*TEXT PROVIDED*.
══════════

3. Administrative Services and Duties. Subject to the supervision and
control of the Company's Board of Trustees, the Advisor shall provide to the
Company facilities, equipment and personnel to carry out all management services
required for operation of the business and affairs of the Funds other than those
services to be performed by a distributor of the Funds' shares pursuant to an
Underwriting Agreement, those services to be performed by the Funds' custodian
pursuant to the Company's Custodian Contract, those services to be performed by
the Funds' transfer agent pursuant to the Company's Transfer Agency Agreement,
those accounting services to be provided pursuant to an accounting agreement or
custody agreement, those administrative services to be performed by the Funds'
administrator pursuant to an administration agreement and those services
normally performed by the Company's counsel and auditors.
(A) The Advisor's oversight responsibilities shall include overseeing
the performance of the Funds' third party service providers, including, but not
limited to, the Custodian, Transfer Agent, distributor and administrator.
(B) The Advisor shall participate in the periodic updating of the
Funds' prospectuses and statements of additional information and in the
preparation of reports to the Funds' shareholders and the Securities and
Exchange Commission (the "Commission"), including but not limited to annual
reports and semi-annual reports, notices pursuant to Rule 24f-2 and proxy
materials pertaining to the Funds.
(C) The Advisor shall pay all costs and expenses of maintaining the
offices of the Company, wherever located.

══════════

*STATED PROBLEM*.
Reproduce the clause on the Advisor's administrative services and duties in full, word for word.

══════════

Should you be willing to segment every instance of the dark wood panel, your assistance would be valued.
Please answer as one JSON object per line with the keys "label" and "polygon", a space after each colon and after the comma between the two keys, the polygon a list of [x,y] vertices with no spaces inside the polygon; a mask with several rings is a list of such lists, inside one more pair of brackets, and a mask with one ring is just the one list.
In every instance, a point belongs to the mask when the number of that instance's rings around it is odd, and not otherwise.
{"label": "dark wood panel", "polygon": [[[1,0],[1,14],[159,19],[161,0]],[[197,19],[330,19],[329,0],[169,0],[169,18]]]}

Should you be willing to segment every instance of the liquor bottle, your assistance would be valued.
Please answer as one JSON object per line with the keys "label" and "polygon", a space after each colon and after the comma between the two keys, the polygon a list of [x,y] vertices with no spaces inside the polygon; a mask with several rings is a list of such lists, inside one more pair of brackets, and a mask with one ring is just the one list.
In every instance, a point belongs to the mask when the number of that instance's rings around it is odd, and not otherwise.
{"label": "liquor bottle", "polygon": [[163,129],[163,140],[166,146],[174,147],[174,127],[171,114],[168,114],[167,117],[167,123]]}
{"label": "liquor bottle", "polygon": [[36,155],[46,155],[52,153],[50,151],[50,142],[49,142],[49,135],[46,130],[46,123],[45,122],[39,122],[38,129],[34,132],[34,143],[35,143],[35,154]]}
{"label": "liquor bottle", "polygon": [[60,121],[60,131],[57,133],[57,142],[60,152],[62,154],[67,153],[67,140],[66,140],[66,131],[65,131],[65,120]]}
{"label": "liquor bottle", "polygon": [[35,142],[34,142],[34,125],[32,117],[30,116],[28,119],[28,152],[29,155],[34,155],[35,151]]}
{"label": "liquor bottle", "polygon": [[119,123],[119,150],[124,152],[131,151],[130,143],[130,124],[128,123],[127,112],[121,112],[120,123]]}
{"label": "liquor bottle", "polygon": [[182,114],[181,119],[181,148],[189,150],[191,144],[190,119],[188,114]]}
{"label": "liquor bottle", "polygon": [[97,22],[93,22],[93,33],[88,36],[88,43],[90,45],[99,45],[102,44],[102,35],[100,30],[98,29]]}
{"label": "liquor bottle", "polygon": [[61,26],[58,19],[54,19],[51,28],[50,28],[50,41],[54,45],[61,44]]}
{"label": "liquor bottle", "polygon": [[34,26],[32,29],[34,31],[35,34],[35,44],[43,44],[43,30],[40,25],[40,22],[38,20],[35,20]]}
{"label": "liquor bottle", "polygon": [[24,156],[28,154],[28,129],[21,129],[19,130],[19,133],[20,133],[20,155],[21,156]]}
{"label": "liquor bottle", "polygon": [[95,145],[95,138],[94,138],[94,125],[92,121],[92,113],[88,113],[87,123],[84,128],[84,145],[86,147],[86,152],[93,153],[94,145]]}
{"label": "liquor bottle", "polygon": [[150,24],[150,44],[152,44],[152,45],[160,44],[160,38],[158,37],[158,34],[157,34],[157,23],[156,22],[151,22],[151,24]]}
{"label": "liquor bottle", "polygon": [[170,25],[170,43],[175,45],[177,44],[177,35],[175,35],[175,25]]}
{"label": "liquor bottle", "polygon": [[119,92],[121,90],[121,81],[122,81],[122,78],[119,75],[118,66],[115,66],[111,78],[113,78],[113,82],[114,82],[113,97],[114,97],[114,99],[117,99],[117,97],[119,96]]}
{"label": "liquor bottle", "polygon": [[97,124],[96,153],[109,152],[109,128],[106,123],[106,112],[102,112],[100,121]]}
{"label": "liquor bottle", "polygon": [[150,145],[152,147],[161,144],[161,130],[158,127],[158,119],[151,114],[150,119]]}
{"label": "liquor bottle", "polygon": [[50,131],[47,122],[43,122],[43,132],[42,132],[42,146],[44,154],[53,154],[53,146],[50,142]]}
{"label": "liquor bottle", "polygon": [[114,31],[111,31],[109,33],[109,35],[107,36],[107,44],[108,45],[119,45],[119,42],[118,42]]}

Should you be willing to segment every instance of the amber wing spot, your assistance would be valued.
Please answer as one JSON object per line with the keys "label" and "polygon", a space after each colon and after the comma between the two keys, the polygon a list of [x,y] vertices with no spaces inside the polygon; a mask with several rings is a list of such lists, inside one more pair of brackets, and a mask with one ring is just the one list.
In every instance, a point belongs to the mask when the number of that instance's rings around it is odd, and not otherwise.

══════════

*ANSWER FOR THIS EXERCISE*.
3. Administrative Services and Duties. Subject to the supervision and
control of the Company's Board of Trustees, the Advisor shall provide to the
Company facilities, equipment and personnel to carry out all management services
required for operation of the business and affairs of the Funds other than those
services to be performed by a distributor of the Funds' shares pursuant to an
Underwriting Agreement, those services to be performed by the Funds' custodian
pursuant to the Company's Custodian Contract, those services to be performed by
the Funds' transfer agent pursuant to the Company's Transfer Agency Agreement,
those accounting services to be provided pursuant to an accounting agreement or
custody agreement, those administrative services to be performed by the Funds'
administrator pursuant to an administration agreement and those services
normally performed by the Company's counsel and auditors.
(A) The Advisor's oversight responsibilities shall include overseeing
the performance of the Funds' third party service providers, including, but not
limited to, the Custodian, Transfer Agent, distributor and administrator.
(B) The Advisor shall participate in the periodic updating of the
Funds' prospectuses and statements of additional information and in the
preparation of reports to the Funds' shareholders and the Securities and
Exchange Commission (the "Commission"), including but not limited to annual
reports and semi-annual reports, notices pursuant to Rule 24f-2 and proxy
materials pertaining to the Funds.
(C) The Advisor shall pay all costs and expenses of maintaining the
offices of the Company, wherever located.